» **課題**: 「FIND woman's dark jacket」を含む行から始めて、データ部の最後の行までをそのまま書き写してください。最初と最後の行も含めます。

┌──

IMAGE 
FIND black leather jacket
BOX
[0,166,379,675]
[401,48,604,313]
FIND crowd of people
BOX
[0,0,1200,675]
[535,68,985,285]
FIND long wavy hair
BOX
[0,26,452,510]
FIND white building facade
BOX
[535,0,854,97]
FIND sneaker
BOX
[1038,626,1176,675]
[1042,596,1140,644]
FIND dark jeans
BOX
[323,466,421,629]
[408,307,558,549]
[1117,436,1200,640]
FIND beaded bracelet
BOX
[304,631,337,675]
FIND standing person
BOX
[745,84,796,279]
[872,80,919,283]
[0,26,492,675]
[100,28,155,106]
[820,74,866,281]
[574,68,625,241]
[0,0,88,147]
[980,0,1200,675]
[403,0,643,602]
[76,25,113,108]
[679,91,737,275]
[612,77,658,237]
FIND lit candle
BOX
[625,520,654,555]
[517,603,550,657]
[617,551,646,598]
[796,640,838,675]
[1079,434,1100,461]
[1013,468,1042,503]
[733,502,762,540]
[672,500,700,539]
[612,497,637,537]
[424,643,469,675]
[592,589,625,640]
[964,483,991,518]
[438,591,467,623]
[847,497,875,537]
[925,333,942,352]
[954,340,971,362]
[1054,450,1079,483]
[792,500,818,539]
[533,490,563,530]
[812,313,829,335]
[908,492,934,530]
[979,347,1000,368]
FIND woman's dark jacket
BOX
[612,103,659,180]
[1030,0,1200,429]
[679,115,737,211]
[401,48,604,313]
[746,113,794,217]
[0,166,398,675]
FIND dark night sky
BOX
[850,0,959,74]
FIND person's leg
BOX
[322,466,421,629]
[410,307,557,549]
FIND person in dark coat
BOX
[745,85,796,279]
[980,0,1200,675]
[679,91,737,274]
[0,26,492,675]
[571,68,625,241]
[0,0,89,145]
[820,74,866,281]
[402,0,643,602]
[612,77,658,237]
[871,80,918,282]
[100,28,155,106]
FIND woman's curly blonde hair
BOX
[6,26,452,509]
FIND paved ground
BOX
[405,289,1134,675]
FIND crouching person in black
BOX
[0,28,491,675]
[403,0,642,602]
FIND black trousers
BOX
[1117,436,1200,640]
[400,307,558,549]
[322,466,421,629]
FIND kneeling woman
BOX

└──

» **解答**:
FIND woman's dark jacket
BOX
[612,103,659,180]
[1030,0,1200,429]
[679,115,737,211]
[401,48,604,313]
[746,113,794,217]
[0,166,398,675]
FIND dark night sky
BOX
[850,0,959,74]
FIND person's leg
BOX
[322,466,421,629]
[410,307,557,549]
FIND person in dark coat
BOX
[745,85,796,279]
[980,0,1200,675]
[679,91,737,274]
[0,26,492,675]
[571,68,625,241]
[0,0,89,145]
[820,74,866,281]
[402,0,643,602]
[612,77,658,237]
[871,80,918,282]
[100,28,155,106]
FIND woman's curly blonde hair
BOX
[6,26,452,509]
FIND paved ground
BOX
[405,289,1134,675]
FIND crouching person in black
BOX
[0,28,491,675]
[403,0,642,602]
FIND black trousers
BOX
[1117,436,1200,640]
[400,307,558,549]
[322,466,421,629]
FIND kneeling woman
BOX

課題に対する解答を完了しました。